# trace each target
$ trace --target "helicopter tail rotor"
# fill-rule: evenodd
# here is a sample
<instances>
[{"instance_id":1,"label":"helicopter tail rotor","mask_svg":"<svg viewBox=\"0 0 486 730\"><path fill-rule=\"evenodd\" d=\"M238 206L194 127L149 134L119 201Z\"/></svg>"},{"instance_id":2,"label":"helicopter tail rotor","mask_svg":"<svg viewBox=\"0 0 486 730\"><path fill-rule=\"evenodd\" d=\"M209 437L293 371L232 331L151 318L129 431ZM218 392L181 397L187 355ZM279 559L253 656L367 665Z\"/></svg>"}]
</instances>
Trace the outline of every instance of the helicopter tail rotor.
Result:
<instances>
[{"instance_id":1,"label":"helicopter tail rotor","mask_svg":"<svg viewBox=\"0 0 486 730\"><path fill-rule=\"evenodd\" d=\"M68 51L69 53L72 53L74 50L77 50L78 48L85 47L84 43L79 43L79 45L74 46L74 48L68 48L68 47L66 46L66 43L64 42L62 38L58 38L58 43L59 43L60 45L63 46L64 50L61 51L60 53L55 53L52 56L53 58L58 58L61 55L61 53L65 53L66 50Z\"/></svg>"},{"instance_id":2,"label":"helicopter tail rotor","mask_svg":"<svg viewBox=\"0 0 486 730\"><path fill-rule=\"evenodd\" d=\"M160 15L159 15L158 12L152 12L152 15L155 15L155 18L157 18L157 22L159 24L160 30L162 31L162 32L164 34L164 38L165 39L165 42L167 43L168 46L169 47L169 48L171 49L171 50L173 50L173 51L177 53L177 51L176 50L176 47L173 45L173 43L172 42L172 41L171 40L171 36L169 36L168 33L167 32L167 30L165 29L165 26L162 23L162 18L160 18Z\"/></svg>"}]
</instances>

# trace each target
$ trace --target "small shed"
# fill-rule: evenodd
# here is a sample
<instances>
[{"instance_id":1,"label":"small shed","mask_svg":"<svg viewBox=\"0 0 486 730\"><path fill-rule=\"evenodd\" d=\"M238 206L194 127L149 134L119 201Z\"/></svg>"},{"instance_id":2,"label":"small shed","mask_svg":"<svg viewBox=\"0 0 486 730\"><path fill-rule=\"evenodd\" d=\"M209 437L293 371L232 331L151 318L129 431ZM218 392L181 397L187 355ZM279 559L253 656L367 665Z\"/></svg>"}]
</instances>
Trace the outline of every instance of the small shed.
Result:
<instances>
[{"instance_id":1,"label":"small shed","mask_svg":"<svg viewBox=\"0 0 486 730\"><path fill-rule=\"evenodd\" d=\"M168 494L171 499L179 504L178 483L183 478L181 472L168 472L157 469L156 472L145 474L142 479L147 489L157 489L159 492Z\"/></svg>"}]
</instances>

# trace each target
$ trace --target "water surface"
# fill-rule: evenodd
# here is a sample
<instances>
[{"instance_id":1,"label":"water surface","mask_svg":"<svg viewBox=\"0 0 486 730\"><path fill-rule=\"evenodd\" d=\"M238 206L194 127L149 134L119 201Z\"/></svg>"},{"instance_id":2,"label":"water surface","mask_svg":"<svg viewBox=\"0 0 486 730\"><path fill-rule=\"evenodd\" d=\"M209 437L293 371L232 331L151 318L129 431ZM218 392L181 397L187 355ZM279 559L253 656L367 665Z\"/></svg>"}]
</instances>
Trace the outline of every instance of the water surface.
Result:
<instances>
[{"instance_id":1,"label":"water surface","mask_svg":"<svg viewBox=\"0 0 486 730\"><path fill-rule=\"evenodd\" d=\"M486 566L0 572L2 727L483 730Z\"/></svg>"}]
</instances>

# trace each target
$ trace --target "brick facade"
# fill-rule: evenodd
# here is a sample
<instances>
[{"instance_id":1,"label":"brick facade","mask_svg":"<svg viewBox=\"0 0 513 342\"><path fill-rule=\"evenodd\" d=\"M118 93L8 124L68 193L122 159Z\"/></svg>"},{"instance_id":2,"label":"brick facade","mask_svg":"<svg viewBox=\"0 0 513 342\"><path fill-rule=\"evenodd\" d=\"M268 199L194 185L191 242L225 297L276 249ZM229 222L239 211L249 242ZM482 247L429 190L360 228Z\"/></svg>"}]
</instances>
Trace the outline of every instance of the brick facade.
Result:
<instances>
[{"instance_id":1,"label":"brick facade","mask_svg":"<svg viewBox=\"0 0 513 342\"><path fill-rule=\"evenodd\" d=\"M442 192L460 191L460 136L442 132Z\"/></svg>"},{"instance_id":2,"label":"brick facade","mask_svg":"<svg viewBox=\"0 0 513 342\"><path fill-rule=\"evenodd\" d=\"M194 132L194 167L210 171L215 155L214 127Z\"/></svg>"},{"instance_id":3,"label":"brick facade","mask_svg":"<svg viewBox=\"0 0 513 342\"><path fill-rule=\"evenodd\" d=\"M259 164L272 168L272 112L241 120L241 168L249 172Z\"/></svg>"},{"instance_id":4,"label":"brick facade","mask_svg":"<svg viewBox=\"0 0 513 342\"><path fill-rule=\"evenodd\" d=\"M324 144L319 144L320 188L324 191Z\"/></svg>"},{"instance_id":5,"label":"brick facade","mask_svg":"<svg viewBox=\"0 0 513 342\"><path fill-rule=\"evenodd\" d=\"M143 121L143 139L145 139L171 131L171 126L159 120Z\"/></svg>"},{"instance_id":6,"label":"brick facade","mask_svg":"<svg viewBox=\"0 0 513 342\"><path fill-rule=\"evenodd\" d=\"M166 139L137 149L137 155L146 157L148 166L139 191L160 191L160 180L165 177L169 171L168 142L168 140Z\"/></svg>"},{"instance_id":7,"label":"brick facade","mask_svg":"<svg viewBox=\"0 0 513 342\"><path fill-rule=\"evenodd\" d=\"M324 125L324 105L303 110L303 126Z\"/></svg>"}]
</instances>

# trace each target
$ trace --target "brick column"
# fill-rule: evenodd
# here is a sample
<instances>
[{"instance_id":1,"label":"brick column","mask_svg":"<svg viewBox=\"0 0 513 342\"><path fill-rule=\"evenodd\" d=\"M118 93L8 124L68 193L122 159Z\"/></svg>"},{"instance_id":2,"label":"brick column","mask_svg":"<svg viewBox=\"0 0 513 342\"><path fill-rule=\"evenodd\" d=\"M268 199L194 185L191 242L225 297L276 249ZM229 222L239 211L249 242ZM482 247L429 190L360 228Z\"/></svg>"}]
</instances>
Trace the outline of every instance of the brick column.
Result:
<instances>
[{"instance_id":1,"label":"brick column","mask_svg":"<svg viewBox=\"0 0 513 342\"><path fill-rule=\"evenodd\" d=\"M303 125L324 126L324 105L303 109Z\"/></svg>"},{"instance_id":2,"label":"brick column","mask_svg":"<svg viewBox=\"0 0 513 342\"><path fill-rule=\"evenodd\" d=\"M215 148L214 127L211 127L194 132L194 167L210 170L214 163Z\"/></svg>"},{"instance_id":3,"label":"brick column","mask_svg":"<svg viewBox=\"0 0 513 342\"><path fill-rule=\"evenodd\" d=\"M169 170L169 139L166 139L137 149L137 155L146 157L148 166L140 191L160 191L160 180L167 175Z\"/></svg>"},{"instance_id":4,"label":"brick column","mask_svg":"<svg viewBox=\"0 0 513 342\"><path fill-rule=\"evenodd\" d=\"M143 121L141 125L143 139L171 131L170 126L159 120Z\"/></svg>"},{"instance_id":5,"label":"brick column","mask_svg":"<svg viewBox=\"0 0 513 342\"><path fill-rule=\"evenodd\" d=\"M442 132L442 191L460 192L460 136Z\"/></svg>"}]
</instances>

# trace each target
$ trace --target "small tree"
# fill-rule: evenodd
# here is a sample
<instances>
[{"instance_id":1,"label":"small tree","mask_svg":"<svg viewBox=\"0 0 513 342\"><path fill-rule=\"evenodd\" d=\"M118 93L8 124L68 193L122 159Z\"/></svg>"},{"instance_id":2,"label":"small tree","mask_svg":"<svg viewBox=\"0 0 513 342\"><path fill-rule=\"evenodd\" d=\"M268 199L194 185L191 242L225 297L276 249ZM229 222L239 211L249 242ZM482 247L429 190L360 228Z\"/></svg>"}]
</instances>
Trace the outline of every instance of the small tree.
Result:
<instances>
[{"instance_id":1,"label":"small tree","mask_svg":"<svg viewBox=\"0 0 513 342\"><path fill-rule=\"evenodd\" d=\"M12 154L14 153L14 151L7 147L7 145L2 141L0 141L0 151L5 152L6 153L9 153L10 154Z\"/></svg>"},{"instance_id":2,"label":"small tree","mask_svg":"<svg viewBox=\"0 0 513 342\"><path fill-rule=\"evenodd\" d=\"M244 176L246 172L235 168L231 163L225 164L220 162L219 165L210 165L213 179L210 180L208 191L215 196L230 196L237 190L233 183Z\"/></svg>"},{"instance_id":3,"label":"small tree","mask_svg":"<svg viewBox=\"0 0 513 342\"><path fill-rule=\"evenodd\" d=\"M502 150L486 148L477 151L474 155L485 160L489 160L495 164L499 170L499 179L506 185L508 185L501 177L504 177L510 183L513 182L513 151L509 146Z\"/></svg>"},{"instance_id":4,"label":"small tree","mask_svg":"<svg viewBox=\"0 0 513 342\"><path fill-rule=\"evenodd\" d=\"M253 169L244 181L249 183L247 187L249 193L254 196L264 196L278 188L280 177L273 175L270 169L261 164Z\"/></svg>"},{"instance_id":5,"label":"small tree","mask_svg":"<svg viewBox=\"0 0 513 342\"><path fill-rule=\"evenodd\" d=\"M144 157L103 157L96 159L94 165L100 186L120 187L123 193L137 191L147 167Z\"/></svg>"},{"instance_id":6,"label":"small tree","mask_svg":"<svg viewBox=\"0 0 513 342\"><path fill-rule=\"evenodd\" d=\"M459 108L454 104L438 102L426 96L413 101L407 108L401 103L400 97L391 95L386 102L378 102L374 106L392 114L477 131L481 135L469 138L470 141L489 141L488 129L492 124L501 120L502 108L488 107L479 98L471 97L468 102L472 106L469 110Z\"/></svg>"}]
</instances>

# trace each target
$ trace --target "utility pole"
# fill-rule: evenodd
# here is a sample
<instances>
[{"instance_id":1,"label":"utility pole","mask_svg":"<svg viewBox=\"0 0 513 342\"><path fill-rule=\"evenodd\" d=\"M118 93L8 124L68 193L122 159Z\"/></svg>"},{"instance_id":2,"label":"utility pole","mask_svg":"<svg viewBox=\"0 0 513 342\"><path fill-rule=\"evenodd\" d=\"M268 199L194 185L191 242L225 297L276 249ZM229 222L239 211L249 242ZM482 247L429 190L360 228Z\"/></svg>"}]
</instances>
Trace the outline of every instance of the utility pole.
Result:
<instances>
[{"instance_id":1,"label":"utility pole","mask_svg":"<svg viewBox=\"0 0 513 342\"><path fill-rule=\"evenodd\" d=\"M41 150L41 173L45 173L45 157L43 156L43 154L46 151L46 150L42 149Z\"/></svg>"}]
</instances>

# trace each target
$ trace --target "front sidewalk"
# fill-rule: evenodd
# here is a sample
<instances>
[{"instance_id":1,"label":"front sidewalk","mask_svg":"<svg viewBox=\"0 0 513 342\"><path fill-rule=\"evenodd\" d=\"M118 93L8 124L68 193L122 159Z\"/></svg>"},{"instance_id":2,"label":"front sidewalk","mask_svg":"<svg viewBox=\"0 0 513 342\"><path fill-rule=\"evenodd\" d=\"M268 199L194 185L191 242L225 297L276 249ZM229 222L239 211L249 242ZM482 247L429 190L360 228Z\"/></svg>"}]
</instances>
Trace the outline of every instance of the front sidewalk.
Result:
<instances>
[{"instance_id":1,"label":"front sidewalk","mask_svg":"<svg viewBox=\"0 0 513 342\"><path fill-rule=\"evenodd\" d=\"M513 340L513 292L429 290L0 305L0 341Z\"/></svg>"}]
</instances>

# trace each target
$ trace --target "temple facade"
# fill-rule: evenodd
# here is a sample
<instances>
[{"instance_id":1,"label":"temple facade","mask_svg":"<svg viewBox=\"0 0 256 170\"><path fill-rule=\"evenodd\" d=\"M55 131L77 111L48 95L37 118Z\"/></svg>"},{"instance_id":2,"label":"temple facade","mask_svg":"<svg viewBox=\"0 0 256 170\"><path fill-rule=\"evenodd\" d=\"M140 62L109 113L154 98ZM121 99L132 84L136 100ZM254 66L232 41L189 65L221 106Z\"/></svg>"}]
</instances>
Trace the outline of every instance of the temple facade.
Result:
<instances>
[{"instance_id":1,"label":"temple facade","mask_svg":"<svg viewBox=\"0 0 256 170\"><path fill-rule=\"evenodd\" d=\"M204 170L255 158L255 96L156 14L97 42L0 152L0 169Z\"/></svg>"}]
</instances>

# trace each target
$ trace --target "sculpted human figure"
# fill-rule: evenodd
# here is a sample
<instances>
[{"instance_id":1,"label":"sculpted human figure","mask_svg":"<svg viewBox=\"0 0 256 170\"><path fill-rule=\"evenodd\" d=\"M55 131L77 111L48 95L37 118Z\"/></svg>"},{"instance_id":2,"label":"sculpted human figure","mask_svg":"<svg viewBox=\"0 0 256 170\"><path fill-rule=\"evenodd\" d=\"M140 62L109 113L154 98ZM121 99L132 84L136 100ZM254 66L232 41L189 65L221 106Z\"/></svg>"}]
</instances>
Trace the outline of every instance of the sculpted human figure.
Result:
* * * *
Rewrite the listing from its first line through the line containing "Trace the outline of every instance of the helicopter", changing "helicopter tail rotor" to "helicopter main rotor" and leaving everything else unchanged.

# trace each target
$ trace --target "helicopter main rotor"
# fill-rule: evenodd
# here is a sample
<instances>
[{"instance_id":1,"label":"helicopter main rotor","mask_svg":"<svg viewBox=\"0 0 486 730\"><path fill-rule=\"evenodd\" d=\"M238 206L194 127L149 134L119 201Z\"/></svg>"},{"instance_id":2,"label":"helicopter main rotor","mask_svg":"<svg viewBox=\"0 0 486 730\"><path fill-rule=\"evenodd\" d=\"M209 437L293 371L232 331L151 318L129 431ZM218 392L181 397L187 355ZM279 559L253 656L367 665Z\"/></svg>"}]
</instances>
Trace the outline of every instance of the helicopter main rotor.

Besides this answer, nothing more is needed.